What needs to be done: From the line that includes "pier and returns integer pixel boxes." to the last line of the data, quote each line precisely; both boundary lines belong in the answer.

===== Records provided

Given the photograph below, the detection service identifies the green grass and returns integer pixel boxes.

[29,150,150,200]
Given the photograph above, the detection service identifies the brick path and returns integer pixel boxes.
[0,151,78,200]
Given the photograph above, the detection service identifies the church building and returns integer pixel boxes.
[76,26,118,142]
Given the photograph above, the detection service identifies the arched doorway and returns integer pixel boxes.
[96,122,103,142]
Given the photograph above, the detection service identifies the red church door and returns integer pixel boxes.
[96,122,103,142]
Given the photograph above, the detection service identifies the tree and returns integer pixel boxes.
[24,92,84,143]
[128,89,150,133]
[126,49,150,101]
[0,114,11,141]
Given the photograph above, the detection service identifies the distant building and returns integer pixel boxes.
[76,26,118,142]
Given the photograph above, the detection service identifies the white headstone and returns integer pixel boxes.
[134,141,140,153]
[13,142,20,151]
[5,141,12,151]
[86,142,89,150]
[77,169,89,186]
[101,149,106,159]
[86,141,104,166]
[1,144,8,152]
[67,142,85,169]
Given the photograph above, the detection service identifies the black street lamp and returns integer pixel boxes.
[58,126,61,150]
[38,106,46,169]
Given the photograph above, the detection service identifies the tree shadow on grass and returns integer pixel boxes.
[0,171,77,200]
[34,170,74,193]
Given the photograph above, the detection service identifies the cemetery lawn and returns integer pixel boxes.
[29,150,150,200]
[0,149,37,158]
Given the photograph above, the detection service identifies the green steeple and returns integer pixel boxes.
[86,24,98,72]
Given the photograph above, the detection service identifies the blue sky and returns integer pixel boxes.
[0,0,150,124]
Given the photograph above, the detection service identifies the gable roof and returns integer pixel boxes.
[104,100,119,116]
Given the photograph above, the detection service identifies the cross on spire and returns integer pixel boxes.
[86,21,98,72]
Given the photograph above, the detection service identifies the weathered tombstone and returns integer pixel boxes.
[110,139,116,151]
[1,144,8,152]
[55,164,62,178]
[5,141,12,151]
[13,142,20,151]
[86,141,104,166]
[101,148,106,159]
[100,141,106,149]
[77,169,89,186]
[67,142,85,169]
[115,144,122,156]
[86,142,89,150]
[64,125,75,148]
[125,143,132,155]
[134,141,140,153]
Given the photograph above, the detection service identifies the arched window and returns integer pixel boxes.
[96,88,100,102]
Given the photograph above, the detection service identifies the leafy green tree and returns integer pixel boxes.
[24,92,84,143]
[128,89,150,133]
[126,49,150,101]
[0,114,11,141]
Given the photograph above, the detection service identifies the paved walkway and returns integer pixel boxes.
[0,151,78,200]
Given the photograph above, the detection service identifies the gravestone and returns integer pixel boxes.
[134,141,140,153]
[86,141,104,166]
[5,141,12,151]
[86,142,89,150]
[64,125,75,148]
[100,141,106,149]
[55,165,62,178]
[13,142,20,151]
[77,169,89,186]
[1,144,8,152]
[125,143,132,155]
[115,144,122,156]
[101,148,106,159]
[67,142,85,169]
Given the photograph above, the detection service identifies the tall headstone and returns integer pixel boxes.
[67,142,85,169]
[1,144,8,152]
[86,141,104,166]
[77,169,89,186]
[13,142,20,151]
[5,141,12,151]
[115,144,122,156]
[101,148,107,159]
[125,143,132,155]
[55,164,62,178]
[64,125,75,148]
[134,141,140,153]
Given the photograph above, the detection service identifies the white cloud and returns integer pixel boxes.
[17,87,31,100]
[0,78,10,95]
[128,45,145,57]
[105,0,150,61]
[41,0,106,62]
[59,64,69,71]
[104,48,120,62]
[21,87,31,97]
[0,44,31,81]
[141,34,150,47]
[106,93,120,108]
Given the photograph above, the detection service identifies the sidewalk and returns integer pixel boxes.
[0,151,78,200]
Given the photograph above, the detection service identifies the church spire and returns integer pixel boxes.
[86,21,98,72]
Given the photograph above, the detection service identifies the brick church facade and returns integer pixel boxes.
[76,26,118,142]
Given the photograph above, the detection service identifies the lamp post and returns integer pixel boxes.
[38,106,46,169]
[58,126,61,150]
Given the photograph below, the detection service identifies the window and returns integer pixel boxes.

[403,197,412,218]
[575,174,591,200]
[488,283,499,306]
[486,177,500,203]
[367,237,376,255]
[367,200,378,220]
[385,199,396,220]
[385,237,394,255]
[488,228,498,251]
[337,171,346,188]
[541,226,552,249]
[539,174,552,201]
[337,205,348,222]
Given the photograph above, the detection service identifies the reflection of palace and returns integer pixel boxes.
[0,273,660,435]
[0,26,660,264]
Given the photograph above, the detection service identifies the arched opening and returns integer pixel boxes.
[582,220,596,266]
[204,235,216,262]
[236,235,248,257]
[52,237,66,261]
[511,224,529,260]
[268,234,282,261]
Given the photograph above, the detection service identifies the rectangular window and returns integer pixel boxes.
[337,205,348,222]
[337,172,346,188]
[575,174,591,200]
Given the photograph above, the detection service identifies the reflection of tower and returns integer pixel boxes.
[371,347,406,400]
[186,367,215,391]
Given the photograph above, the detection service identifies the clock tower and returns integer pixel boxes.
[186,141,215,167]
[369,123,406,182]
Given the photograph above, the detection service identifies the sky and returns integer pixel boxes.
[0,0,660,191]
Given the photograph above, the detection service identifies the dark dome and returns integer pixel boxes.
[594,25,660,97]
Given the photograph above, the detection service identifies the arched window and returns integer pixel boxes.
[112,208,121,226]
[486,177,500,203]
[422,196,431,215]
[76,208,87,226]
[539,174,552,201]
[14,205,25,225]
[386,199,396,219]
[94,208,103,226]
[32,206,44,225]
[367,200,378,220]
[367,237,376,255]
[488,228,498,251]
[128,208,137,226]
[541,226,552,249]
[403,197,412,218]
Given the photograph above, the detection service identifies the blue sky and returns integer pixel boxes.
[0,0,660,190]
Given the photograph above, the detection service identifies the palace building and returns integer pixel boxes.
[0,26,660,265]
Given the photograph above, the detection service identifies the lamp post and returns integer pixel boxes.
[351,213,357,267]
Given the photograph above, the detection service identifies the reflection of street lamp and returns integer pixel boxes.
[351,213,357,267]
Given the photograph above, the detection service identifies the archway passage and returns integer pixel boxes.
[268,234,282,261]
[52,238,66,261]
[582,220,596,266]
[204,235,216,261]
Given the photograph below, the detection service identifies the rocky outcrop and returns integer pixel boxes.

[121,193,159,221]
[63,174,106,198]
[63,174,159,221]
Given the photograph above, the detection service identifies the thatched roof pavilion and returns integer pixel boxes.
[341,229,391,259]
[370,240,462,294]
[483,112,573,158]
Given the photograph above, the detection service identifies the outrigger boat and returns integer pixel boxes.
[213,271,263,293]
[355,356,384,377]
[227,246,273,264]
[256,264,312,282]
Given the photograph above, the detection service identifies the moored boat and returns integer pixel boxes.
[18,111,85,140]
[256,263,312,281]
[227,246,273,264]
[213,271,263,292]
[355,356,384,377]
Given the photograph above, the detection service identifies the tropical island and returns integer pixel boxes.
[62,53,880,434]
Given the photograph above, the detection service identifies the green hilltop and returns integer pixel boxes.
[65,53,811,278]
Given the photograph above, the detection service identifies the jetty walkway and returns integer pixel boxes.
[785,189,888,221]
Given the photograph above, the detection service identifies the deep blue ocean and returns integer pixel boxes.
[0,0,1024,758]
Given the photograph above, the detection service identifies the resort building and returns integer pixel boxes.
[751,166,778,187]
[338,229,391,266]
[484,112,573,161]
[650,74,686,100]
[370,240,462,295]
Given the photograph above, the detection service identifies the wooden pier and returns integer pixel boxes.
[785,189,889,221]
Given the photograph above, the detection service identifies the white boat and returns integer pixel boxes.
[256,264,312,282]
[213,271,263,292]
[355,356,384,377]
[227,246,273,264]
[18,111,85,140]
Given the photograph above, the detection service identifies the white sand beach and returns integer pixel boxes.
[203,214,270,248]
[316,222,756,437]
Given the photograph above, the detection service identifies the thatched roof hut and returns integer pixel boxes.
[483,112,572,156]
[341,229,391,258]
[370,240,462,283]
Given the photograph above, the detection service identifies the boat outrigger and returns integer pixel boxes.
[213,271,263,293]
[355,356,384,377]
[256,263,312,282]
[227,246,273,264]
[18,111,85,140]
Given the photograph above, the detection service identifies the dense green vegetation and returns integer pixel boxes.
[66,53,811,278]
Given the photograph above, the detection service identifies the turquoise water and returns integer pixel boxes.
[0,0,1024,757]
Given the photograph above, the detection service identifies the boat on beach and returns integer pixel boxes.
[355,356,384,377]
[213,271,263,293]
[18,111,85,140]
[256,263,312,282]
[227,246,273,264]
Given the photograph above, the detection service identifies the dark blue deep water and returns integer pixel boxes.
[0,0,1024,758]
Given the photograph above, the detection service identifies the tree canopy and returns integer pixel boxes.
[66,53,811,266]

==========

Finished answer:
Given the photograph above, the detection service identifies the wooden pier and returns integer pixel boxes.
[785,189,889,221]
Given the photograph above, the detection service identifies the white boat and returns integer pixel boxes.
[256,264,312,282]
[213,271,263,292]
[355,356,384,377]
[227,246,273,264]
[18,111,85,140]
Given the photograph above, the detection service identifies the white sand beach and returns integer pixel boxes.
[203,214,270,248]
[316,222,756,437]
Given the photograph above, the detection service identifies the thatched roof hut and returns integer pixel boxes.
[483,112,572,156]
[341,229,391,258]
[370,240,462,283]
Given the photograph above, the detection service identifies the boat outrigger and returns integer pixel boxes.
[213,271,263,293]
[355,356,384,377]
[256,263,312,282]
[227,246,273,264]
[18,111,85,140]
Given the photograph above, the detection service identifies the dense green vegetation and returns integer pixel boxes.
[66,53,811,278]
Given the photograph above, the detection service identifies the turquoise water and returns integer pixel boxes.
[0,0,1024,757]
Given the photograph above, the detection service identifies the boat on beach and returns integer pixel boxes.
[355,356,384,377]
[213,271,263,293]
[18,111,85,140]
[256,263,312,282]
[227,246,273,264]
Given the photograph above, the detection service identifies the dark blue deep water and returns integer pixel boxes.
[0,0,1024,758]
Given the photograph above, the detection service identifies the tree canopy and returns integer pixel boxes.
[66,53,811,266]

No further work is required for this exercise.